• Stored data entries:

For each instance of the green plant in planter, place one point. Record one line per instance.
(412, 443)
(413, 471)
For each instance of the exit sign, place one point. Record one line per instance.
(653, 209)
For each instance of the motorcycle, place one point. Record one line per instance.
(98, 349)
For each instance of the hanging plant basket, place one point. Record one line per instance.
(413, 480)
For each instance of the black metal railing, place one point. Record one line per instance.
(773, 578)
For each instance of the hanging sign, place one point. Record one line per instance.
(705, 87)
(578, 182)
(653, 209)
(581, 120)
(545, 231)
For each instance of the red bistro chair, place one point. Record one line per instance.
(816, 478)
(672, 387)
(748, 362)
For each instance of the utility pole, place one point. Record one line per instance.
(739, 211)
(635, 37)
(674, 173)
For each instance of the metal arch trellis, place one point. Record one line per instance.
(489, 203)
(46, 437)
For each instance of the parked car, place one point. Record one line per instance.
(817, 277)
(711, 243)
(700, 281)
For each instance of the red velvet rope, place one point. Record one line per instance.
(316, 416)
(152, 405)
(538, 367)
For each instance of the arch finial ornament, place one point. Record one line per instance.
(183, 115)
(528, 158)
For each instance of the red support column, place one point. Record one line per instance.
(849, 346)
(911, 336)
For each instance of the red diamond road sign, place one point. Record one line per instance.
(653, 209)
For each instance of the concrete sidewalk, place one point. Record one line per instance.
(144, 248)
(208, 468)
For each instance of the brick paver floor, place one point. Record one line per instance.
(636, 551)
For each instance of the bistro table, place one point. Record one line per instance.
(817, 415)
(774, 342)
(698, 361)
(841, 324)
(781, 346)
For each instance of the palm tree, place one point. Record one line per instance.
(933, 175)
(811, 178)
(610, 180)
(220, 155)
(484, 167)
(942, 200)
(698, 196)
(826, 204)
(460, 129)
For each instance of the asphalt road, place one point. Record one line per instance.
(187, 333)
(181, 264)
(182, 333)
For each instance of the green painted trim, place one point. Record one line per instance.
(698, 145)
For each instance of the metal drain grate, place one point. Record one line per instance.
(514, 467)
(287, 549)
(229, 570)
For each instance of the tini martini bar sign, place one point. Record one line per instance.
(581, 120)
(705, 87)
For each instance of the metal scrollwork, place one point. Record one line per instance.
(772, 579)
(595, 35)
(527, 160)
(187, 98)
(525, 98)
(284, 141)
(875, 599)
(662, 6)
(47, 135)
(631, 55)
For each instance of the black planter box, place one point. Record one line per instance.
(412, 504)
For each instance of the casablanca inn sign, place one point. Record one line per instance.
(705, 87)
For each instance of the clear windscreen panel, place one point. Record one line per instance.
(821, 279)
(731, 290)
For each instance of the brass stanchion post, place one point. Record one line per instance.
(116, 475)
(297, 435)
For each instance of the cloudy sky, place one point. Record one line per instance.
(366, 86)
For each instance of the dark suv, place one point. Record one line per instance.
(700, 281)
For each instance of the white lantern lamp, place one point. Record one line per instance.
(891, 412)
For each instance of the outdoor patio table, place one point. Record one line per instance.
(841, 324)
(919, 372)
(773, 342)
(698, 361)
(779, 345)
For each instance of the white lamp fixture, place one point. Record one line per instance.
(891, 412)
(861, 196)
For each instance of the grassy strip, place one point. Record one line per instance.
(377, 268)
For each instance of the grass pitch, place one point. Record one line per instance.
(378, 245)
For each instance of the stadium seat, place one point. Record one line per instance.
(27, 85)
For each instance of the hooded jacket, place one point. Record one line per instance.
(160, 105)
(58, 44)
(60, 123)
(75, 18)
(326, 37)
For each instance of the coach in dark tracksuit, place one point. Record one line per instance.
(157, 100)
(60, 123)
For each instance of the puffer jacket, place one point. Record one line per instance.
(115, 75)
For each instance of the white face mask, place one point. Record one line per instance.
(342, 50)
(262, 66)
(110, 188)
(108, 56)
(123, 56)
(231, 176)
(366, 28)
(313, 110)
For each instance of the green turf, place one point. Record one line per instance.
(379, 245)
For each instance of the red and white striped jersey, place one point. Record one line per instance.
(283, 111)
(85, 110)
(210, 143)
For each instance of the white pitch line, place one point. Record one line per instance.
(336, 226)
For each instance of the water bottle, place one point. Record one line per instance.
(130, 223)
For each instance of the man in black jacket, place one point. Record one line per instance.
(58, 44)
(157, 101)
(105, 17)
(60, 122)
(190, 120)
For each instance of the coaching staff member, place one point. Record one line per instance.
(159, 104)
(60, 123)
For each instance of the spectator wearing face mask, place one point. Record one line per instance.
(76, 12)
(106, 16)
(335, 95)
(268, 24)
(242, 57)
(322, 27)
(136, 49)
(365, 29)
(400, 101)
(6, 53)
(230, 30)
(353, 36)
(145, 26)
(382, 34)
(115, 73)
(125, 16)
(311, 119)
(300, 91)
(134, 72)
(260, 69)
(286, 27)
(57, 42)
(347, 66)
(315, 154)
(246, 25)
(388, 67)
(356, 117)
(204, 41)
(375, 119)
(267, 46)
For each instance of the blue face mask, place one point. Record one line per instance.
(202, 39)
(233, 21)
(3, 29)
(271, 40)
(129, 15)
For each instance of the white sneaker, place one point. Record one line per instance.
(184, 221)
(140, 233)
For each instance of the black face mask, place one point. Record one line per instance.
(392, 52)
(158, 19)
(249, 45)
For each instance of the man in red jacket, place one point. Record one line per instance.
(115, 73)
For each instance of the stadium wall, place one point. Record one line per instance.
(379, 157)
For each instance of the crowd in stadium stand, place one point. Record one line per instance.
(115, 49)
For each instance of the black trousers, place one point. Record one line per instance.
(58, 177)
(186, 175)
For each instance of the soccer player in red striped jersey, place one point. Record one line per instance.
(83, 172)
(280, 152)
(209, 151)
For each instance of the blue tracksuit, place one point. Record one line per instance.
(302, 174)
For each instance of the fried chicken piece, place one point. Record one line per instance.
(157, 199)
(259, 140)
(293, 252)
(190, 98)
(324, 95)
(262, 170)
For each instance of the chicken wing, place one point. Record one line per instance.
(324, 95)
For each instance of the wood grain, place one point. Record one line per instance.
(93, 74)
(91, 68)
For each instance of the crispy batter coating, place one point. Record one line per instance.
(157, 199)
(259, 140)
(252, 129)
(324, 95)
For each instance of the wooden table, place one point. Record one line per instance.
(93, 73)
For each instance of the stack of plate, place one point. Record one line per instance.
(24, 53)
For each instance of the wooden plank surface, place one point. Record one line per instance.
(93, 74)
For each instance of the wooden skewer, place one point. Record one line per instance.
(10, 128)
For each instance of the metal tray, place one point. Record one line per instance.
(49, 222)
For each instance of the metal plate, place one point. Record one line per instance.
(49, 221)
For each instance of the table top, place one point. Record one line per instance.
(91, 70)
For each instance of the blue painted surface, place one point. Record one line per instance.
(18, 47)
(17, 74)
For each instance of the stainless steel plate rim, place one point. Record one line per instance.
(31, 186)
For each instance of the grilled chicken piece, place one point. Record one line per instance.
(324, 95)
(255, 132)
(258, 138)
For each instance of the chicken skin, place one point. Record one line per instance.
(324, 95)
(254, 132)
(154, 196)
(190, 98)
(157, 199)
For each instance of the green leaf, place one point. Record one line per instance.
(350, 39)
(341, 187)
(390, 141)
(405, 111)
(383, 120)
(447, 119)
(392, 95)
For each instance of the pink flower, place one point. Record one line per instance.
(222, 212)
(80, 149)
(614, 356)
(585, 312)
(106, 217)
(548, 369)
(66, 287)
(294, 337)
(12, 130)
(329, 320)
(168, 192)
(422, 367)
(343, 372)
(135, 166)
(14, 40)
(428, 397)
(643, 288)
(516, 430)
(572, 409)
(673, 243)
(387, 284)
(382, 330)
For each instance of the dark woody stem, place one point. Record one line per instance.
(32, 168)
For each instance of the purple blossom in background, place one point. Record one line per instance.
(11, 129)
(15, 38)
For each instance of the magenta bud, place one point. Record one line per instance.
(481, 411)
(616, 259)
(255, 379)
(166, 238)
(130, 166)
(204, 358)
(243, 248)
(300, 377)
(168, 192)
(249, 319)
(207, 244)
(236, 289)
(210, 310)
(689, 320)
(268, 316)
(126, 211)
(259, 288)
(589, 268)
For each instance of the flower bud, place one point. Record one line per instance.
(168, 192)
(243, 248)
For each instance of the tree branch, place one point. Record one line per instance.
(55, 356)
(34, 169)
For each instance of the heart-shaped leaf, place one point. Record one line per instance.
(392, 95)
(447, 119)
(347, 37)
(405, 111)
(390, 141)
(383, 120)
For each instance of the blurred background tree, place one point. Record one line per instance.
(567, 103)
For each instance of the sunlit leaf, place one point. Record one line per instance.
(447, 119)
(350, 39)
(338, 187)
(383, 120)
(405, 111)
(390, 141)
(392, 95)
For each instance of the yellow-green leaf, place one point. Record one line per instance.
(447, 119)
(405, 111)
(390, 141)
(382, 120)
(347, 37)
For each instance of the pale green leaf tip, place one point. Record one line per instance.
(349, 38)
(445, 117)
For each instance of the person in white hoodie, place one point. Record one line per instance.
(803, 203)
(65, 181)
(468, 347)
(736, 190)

• DO THIS: Restate the final lines of the listing above word for word, beginning at the line that contains "For each instance of the blurred".

• RESULT FOR THIS EXERCISE:
For each instance of the blurred background tree, place one point. Record one line per instance.
(567, 103)
For each instance of the sunlit leaf, place one point. Record one line per instance.
(447, 119)
(350, 39)
(338, 187)
(383, 120)
(405, 111)
(390, 141)
(392, 95)
For each instance of the yellow-green leaf, place one point. Record one line per instance.
(447, 119)
(405, 111)
(390, 141)
(382, 120)
(347, 37)
For each instance of the pale green leaf tip, place one point. Record one line per instance.
(349, 38)
(445, 117)
For each instance of the person in white hoodie, place one point. Record one line per instance.
(803, 203)
(65, 181)
(468, 347)
(736, 190)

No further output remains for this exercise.